▸ **Activity**
According to the chapter on stress systems, what does being in a colder environment increase?

▸ **Extract**
But there are things you can do about it…

CHAPTER 2: UNDERSTANDING THE COMPLEXITY OF YOUR STRESS SYSTEMS

 

But what if you’re not stressed?

What if your work isn’t particularly high pressured, your relationships are good and you have plenty of money? Does that mean you’re fine?

Probably not. Unfortunately, many other aspects of our modern lifestyles cause symptoms similar to those of stress.

One example is our use of technology and artificial lighting. The brain is designed to use external cues (‘zeitgebers’ to use correct terminology) to set its own biological rhythms including the sleepwake cycle (circadian rhythm).

 

This actually triggers the release of stress hormones at certain times of day. That’s because stress hormones are one of the tools that the body uses to wake itself up when you are sleeping. The release of stress hormones like cortisol and norepinephrine triggers activity in the brain that stirs you out of sleep and makes you fully alert.

But if the light is on at night, or you’re looking at your phone in the evening, this will cause the release of similar stress hormones right when you’re meant to be relaxing. That means you’ll continue to feel alert and won’t give your brain time to recover.

And what doesn’t help is the way that everything on the web and on TV is designed to grab our attention and pull us this way and that – this has been shown to cause effects similar to ADHD in the long term and make it harder for us to concentrate on any one thing for very long.

How Physiological Changes Trigger Stress

The above is an example of how stress is entirely a result of what’s going on in your life or even of what you’re thinking. Instead, stress can be a result of outside factors that physically influence you.

A way to think of it is like this:

Physical Sensations > Feelings > Emotions > Thoughts > Behaviors

That is to say that your emotions are very often the result of physical things affecting your physiology.

For example, if you’re in a colder environment, this actually increases the amount of cortisol and the amount of norepinephrine. Physiologically, this is the same as low-level stress and that’s why a cold shower is a great way to wake yourself up!

▸ **Extracted entries**
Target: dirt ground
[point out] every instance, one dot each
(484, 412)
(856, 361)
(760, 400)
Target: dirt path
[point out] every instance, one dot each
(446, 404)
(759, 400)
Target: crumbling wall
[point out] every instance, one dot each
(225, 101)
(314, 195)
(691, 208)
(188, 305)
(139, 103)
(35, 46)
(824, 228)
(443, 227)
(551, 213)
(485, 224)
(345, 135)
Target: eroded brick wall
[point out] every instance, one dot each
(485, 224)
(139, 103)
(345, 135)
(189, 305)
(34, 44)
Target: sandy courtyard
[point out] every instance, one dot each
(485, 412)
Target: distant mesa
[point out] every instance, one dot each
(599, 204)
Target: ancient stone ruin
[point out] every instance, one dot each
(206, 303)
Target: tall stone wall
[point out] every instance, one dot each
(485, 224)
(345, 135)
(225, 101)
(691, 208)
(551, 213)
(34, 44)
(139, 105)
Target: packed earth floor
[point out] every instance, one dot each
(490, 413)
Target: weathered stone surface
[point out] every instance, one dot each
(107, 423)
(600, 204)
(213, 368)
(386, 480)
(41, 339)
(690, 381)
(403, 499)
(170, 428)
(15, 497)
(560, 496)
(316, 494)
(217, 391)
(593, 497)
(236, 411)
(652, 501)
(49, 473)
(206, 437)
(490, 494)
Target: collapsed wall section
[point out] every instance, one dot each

▸ **Written response**
The amount of cortisol and the amount of norepinephrine.